- What to produce -
Continue the text about the Alzheimer's research on the brain molecule PKR, starting after its last sentence.

- Text shown -
● ● ● ●
With the Alzheimer's Association estimating that 5.4 million Americans are living with the disease and that the death rate of it has risen 66 percent since 2000, the race for finding a cure or better treatment is on. According to research out of Baylor University, it may not be too far away. In fact, it could be as easy as taking a pill.
The Vancouver Sun reports that Mauro Costa-Mattioli, a neuroscientist and research lead for the project, recently found that a molecule in the brain of mice that was known to signal viral infections by causing a stress response, causes a similar response in patients with Alzheimer's. Suppressing this molecule, researchers found, improved memory in the mice:
PKR is an immune molecule previously known to act as a signal to the brain of viral infections, Costa-Mattioli said.
"We recognize that PKR plays a dual role, one in regulating simple everyday processes like the way neurons talk to each other (for) memory, but also has a stress response," said John Bell, a senior scientist at the Ottawa Hospital Research Institute who also contributed to the study.
● ● ● ●
- Information -
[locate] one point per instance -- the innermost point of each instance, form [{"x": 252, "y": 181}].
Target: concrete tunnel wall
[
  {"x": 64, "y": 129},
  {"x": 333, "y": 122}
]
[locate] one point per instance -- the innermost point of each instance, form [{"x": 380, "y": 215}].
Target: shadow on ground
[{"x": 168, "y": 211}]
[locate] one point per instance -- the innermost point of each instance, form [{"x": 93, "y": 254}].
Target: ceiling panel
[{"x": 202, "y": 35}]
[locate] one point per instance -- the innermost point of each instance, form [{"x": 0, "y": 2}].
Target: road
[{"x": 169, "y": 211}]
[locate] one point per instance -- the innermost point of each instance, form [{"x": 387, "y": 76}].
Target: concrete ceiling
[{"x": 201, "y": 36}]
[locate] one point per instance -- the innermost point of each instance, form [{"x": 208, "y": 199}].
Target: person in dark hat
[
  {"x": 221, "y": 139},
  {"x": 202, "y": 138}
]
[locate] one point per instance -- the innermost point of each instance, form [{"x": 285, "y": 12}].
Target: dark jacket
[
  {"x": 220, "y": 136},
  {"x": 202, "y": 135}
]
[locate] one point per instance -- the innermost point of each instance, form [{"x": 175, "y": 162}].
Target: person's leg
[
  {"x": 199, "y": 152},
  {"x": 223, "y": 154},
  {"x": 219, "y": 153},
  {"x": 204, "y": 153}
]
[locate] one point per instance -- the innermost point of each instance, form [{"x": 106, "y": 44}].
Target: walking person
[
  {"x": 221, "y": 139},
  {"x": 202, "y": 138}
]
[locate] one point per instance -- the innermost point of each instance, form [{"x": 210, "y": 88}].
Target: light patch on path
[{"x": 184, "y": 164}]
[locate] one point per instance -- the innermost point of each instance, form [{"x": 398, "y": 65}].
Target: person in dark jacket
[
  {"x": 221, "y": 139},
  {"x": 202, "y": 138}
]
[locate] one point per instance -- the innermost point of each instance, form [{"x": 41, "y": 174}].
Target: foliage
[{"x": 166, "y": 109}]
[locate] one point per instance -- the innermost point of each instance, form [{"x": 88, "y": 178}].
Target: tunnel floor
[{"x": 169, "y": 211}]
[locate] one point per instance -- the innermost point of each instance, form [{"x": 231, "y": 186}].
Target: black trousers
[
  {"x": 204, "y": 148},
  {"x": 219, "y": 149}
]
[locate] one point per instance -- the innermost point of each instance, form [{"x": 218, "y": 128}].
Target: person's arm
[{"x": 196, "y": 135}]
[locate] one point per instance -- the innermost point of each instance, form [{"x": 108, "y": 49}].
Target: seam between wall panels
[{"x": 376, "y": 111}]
● ● ● ●
- Solved problem -
A virus is one form of stress that triggers PKR, but Alzheimer's patients' brains also experience PKR-releasing stress, said Bell, whose cancer research led him to create PKR-deficient mice which he shared with Costa-Mattioli's lab.
Finding that gamma interferon could suppress the PKR molecule and result in increased communication between neurons led the researchers to create a drug to inhibit the molecule. Kresimir Krnjevic, a professor emeritus in neurophysiology at McGil University and contributor to the study, told the Sun that this was the first time improved memory had been seen from the association between PKR and gamma interferon. According to the Sun, the team injected this inhibitor into mice stomachs with success, shedding positive light the potential for an ingestable drug.
The researchers say that a pill version for clinical trials of the suppressor is at least a few years away, depending on funding and lab research. Costa-Mattioli told the Sun that since even healthy people could take the pill and develop a "superhuman memory", although that's not the research's aim
In 2011, Alzheimer's was named the sixth leading cause of death in the United States -- the only one among the top 10 that is not preventable -- according to the Alzheimer's Association.